WRITTEN EXERCISE 1 »
Return the portion of the employment agreement between "TERM OF EMPLOYMENT." and "of the Agreement.", inclusive, copied word for word.
WRITTEN EXERCISE 2 »
According to the employment agreement, who does the Chief Operating Officer report to?
--- TEXT ---
EX-10 2 briangoldneragree.htm EMPLOYMENT AGREEMENT BETWEEN COMPANY AND BRIAN GOLDNER EMPLOYMENT AGREEMENT

EXHIBIT 10.4


EMPLOYMENT AGREEMENT



This EMPLOYMENT AGREEMENT (the “Agreement”) is effective as of January 20, 2006 (the “Effective Date”), by and between Hasbro, Inc., a Rhode Island corporation with a principal place of business at 1011 Newport Avenue, Pawtucket, RI 02862 (“Hasbro”), and Brian Goldner, an individual with a residence at 387 Washington Road, Barrington, RI 02806 (the “Executive”).


WHEREAS, Hasbro desires to continue to employ Executive and to elevate him to the position of Chief Operating Officer;


WHEREAS, Executive desires to continue to be employed by Hasbro, and to accept the position of Chief Operating Officer;


NOW, THEREFORE, in consideration of the mutual covenants and promises contained herein, and other good and valuable consideration, the receipt and sufficiency of which are hereby acknowledged, the parties hereto agree as follows:


1.

TERM OF EMPLOYMENT.  The term of this Agreement shall commence on the Effective Date, and unless extended pursuant to the provisions of this Section or terminated pursuant to the provisions of Section 4 of this Agreement, shall end on January 19, 2009 (the “Term”).  Notwithstanding the foregoing, the Term shall continue to automatically be extended for periods of one (1) year so long as neither party provides written notice to the other of its intent to terminate by a date which is at least one hundred and eighty (180) days prior to the then-current expiration date of the Agreement.


2.

TITLE; REPORTING EXECUTIVE.  Executive shall serve as Chief Operating Officer, reporting directly to Hasbro’s President and Chief Executive Officer, and agrees to undertake the duties and responsibilities described herein and such other duties and responsibilities as are assigned to Executive.  Executive agrees to devote his entire business time, attention and energies to the business and interests of Hasbro during the Term.  Executive agrees to comply with all applicable Hasbro policies that are in effect during the Term.
--- DATA ROWS ---
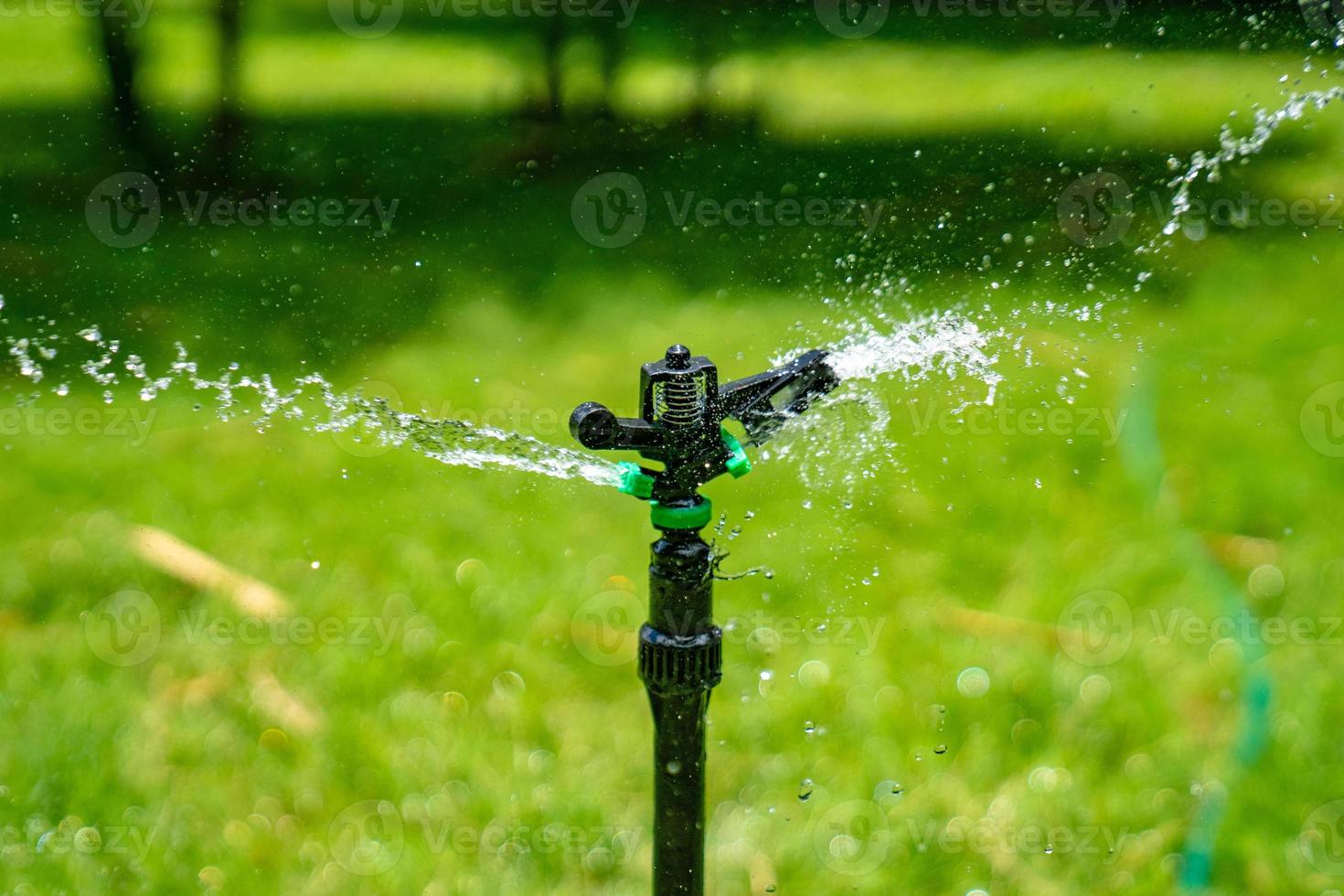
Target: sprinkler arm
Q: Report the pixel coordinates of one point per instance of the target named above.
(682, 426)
---
--- DATA ROWS ---
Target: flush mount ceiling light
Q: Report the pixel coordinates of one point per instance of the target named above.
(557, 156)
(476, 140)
---
RIGHT ANSWER 1 »
TERM OF EMPLOYMENT.  The term of this Agreement shall commence on the Effective Date, and unless extended pursuant to the provisions of this Section or terminated pursuant to the provisions of Section 4 of this Agreement, shall end on January 19, 2009 (the “Term”).  Notwithstanding the foregoing, the Term shall continue to automatically be extended for periods of one (1) year so long as neither party provides written notice to the other of its intent to terminate by a date which is at least one hundred and eighty (180) days prior to the then-current expiration date of the Agreement.

RIGHT ANSWER 2 »
Directly to Hasbro's President and Chief Executive Officer.